▶ [EXCERPTED TEXT]:
+ + + +

“The secret lies in embracing the technological advances without sacrificing the values and ethics that sustains and defines the profession,” says Jeanne Viljoen, Project Director: Practices at the South African Institute of Chartered Accountants (SAICA).
“Don’t fear technology – embrace it and use it wisely. By embracing technology, the profession can provide deeper insight to their clients while helping them understand the rapidly approaching ‘new normal’ for business operations.”
The radical transformation of accounting
“It is no secret that accounting has been radically transformed by globalisation, digitisation and a growing amount of technological integration into business operations.
External disruptors, like the use of big data, the cloud and distributed ledger technology also affects the profession, but computers will never replace human interaction or advice.
Computers and algorithms may increase accuracy and can crunch numbers and vast amounts of information at increasing speed, but they have no feelings and cannot learn common sense or the ability to plan creatively. They also cannot deploy human judgement or professional scepticism,” Viljoen continues.
This, paired with a human accountant’s technical knowledge and adherence to a global Code of Ethics and international standards applicable to certain types of engagement, offers vast new potential for accountants to accurately interpret data and develop insights that will underpin more valuable strategic recommendations for their clients.
The focus of accounting is changing
“While traditional services will continue to remain an important part of what accountants do, the focus will be different. The biggest benefit of using artificial intelligence (AI) instead of manual bookkeeping, is probably the time it frees up for accountants to provide strategic advice to businesses and organisations.
Real-time accounting can help small to medium businesses to take decisions when needed instead of waiting for months for financial statements.”
Correct analysis of business data is exactly what gives a business a competitive edge and help generate a higher profit margin.
“If, for instance, your company sell products online, software that enables you to determine when your customers are most active online will help you determine the best time to market to them. The correct technological systems and software can make your business lean and mean and will enable a total overview of your business at the press of a button.”
This can prevent relatively small problems like absenteeism on certain days and over claiming on business trips to turn into big crisis situations.
“This is exactly where accountants will continue to play an important advisory role, because they are trained to analyse risks, and spot outliers, exceptions and trends.”
Accountants can also assist businesses and organisations with cyber security and successfully navigating their digital landscape, helping to avoid cyber fraud and the theft of personal information.
The future of accounting
Viljoen also referred to twelve predictions about the future of the accountancy profession made by Rob Nixon, an internationally renowned accountancy expert. These are:
- Compliance will be completely commoditised, meaning less “human” time spent on ensuring compliance.

+ + + +

▶ [DATA SHOWN]:
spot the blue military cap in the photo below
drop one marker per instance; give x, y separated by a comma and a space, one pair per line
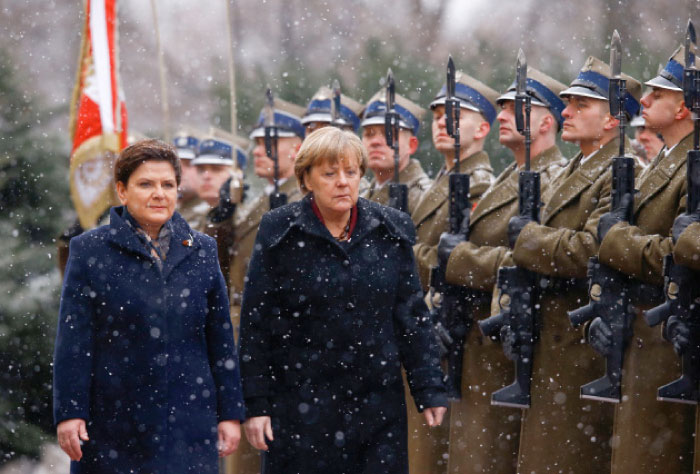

+ + + +

▶ [WORK INSTRUCTIONS]:
(1) According to the accounting article, what is probably the biggest benefit of using artificial intelligence instead of manual bookkeeping?
(2) Do these statements agree with the accounting article? Answer yes or no for each, quoting the words that decide it.
(a) Viljoen expects computers to eventually replace human advice.
(b) Real-time accounting can help small to medium businesses make decisions when needed.
(c) The twelve predictions about the profession's future were made by Viljoen herself.
(3) Resume the accounting article right after its last sentence.
The data above come from a different source than the accounting article.

▶ [ANSWERS]:
(1) The time it frees up for accountants to provide strategic advice to businesses and organisations.

(2)
(a) No: "computers will never replace human interaction or advice"
(b) Yes: "Real-time accounting can help small to medium businesses to take decisions when needed instead of waiting for months for financial statements."
(c) No: "twelve predictions about the future of the accountancy profession made by Rob Nixon"

(3)
- Cloud accounting will be installed in more than 90% of small- and medium-sized entities, because more and more people want their data and information on their mobile devices.
- More than 90% of accounting firms will have cloud practice management, as it improves efficiency and mobility and lowers operating costs.
- Coaches and consultants – even non-financial – will become competition for tomorrow’s accountant.
- Clients will be more transient because of cloud accounting. All that is required for data to be captured is a login code. This will result in tighter and more enduring relationships between client and accountant.
- Offshore teams will be more prevalent – cloud computing will enable your teams to work anywhere.
- Compliance prices will plummet, new systems costs will be reduced and financial reporting will be current.
- Marketing and sales skills will be needed – with commoditised services comes price pressure and new low-cost entrants into your market. Accountants will need to differentiate and give compelling reasons as to why clients should stay with them.
- Young people will not buy into staid and boring systems – they are not interested in old-fashioned systems/equipment and offices. Instead, they will be tech-savvy and will want progress faster than ever before.
- There will be no more time-based billing, but rather a valuation of the intellect that has taken many years to develop.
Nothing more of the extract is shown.